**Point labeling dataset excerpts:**
....................
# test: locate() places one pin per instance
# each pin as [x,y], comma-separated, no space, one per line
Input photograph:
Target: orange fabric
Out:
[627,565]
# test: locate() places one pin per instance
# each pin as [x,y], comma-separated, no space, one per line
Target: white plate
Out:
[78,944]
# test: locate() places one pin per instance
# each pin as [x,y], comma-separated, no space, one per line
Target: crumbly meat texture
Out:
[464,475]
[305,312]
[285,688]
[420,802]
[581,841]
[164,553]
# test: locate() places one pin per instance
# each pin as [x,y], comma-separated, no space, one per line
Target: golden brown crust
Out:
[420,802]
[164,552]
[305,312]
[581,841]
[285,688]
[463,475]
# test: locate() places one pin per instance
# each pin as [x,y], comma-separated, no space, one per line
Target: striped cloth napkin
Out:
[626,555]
....................
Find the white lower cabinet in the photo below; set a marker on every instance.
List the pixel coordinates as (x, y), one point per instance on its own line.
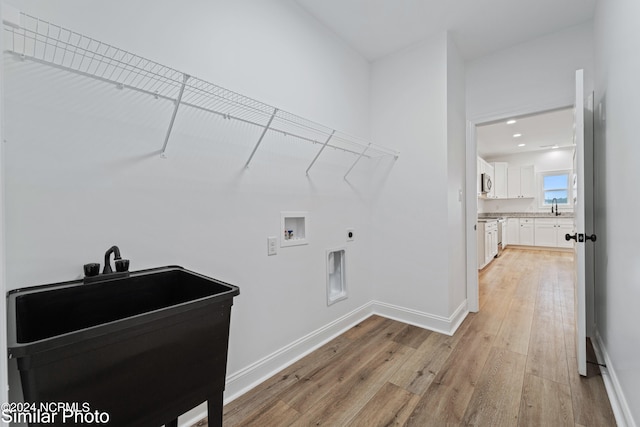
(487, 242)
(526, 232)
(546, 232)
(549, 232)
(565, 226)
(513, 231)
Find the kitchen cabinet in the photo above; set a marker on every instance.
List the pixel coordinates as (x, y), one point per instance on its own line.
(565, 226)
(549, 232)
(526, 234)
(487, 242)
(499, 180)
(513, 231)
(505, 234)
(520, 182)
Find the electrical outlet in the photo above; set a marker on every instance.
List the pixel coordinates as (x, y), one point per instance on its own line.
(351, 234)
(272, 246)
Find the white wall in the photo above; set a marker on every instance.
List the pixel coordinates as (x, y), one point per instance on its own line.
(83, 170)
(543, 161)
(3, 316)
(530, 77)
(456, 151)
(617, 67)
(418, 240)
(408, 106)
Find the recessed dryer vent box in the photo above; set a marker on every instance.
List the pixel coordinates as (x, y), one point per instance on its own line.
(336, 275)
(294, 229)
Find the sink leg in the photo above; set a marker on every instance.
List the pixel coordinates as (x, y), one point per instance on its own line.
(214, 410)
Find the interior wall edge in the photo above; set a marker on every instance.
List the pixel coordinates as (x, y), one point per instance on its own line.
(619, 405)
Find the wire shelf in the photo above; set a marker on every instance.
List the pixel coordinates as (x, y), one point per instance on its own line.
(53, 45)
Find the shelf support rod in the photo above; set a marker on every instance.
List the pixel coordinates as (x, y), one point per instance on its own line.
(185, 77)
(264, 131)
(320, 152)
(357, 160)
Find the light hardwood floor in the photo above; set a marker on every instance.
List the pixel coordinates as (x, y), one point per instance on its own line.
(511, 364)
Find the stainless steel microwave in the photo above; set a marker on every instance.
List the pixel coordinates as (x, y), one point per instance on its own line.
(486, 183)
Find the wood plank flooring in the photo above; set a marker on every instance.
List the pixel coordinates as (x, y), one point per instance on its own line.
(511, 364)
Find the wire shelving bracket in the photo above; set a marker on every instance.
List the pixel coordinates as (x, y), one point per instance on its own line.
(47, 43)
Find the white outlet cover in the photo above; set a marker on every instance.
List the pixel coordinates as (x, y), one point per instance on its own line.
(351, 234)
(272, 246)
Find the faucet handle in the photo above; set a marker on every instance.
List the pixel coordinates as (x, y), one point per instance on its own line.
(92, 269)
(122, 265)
....................
**AIM OF THE EXERCISE:**
Count the lines of the material that contain the word "white" and reply with the number alone.

**CORRECT RESULT:**
4